SLOVAK PREMIER IN GERMANY. Vladimir Meciar on 25 September began a two- 
day unofficial visit to the German states of Hessen and Baden- 
Wuerttemberg, Slovak media reported. He met in Frankfurt-am-Main with the 
head of Germany's largest private bank, Deutsche Bank, to discuss foreign 
investment in Slovakia. Meciar also met with Hessen Prime Minister Hans 
Eichel. He is due to arrive in Stuttgart today to meet with 
Baden-Wuerttemberg Premier Erwin Teufel. -- Jiri Pehe 

HUNGARIAN NAMED BEST REGIONAL BANKER. The British financial monthly 
Euromoney has named Hungarian Central Bank Governor Gyorgy Suranyi as the 
top banker in Central and Eastern Europe in 1996, Hungarian dailies 
reported on 26 September. Euromoney wrote that the stabilization policy 
conceived by Suranyi and former Finance Minister Lajos Bokros has 
reinstated Hungary's financial equilibrium. Readers of the latest edition 
of the U.S. financial magazine Global Finance also gave Suranyi an 
excellent rating. The magazine notes that during Suranyi's 18-month term 
in office, the independence of the central bank has been reinforced, 
inflation has shrunk, and the introduction of "crawling peg" devaluation 
has stabilized the national currency. -- Zsofia Szilagyi 

SOUTHEASTERN EUROPE

IZETBEGOVIC WARNS OF NEW WAR IN BOSNIA. President Alija Izetbegovic warned 
the UN General Assembly that the conflict could resume in Bosnia- 
Herzegovina if the Dayton peace accord is not enforced. He argued that an 
international military presence will be necessary "for a certain and 
limited period of time" and criticized the local Croats for maintaining 
their para-state of Herceg-Bosna, despite numerous promises to dissolve 
it. Izetbegovic singled out the Bosnian Serbs for criticism because they 
block Muslim and Croatian refugees from going home and because they refuse 
to hand over indicted war criminals to the Hague-based tribunal.

■ **Required work**
A. Answer these questions from the news briefs above, one answer per line:
(i) Which two German states did Vladimir Meciar visit?
(ii) Which publication named Gyorgy Suranyi the top banker in Central and Eastern Europe in 1996?
(iii) What is the name of the para-state that Izetbegovic criticized the local Croats for maintaining?
B. Recast as a bulleted list the paragraph of the news briefs beginning "HUNGARIAN NAMED BEST REGIONAL BANKER," keeping its main facts.
C. State whether each statement agrees with the news briefs above, answering yes or no and quoting the words that decide it:
(i) Meciar met the head of Deutsche Bank in Stuttgart.
(ii) Suranyi had served 18 months in office.
(iii) Izetbegovic called for an international military presence of unlimited duration.

■ **Data shown**
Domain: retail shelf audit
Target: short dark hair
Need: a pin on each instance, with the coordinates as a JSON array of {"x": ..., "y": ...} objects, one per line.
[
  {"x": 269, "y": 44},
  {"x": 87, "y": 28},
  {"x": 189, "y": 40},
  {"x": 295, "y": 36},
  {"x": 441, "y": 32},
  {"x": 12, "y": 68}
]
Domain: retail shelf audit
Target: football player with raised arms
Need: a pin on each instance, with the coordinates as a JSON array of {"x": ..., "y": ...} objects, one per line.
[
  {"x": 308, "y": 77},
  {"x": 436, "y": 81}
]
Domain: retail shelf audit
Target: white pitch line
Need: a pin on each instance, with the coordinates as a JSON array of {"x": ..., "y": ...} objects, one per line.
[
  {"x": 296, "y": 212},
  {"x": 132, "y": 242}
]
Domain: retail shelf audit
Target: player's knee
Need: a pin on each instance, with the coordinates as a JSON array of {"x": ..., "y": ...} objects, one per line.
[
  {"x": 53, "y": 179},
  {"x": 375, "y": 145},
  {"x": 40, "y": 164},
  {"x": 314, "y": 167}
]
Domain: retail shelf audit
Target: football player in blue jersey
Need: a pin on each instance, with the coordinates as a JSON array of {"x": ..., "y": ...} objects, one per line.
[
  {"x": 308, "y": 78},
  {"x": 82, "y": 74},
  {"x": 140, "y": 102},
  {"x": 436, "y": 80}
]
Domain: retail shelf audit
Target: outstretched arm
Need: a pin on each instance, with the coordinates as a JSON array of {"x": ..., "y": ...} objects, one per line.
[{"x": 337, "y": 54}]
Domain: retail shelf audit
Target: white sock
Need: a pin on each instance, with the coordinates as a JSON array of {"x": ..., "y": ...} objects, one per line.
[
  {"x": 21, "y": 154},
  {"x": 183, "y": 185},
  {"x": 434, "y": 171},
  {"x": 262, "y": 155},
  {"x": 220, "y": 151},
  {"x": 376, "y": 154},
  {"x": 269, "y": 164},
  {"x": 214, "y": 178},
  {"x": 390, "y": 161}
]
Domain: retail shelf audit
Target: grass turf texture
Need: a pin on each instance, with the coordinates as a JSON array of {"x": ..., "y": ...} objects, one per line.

■ **Answers in order**
A.
(i) Hessen and Baden-Wuerttemberg
(ii) Euromoney, a British financial monthly
(iii) Herceg-Bosna

B.
- Euromoney, a British financial monthly, named Hungarian Central Bank Governor Gyorgy Suranyi the top banker in Central and Eastern Europe in 1996. Hungarian dailies reported this on 26 September.
- Euromoney credited the stabilization policy devised by Suranyi and former Finance Minister Lajos Bokros with restoring Hungary's financial equilibrium.
- Readers of the U.S. magazine Global Finance also rated Suranyi excellent.
- Global Finance notes that during his 18-month term, central bank independence was strengthened and inflation fell. The introduction of "crawling peg" devaluation also stabilized the national currency.

C.
(i) No: "He met in Frankfurt-am-Main with the head of Germany's largest private bank, Deutsche Bank"
(ii) Yes: "during Suranyi's 18-month term in office"
(iii) No: "for a certain and limited period of time"